* _THE DATA_:
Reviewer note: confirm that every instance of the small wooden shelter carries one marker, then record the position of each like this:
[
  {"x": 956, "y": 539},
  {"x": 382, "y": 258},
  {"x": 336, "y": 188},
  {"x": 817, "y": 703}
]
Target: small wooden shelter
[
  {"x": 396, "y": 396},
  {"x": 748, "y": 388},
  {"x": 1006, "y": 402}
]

* _PROBLEM_:
Copy these lines word for word, keeping every character, space and line break unchanged.

* _EXERCISE OUTPUT_:
Reviewer note: confirm that every instance of the small wooden shelter carries one marker, then record the position of each like this:
[
  {"x": 956, "y": 539},
  {"x": 382, "y": 258},
  {"x": 336, "y": 188},
  {"x": 817, "y": 703}
]
Target: small wooden shelter
[
  {"x": 396, "y": 396},
  {"x": 748, "y": 388},
  {"x": 1006, "y": 402}
]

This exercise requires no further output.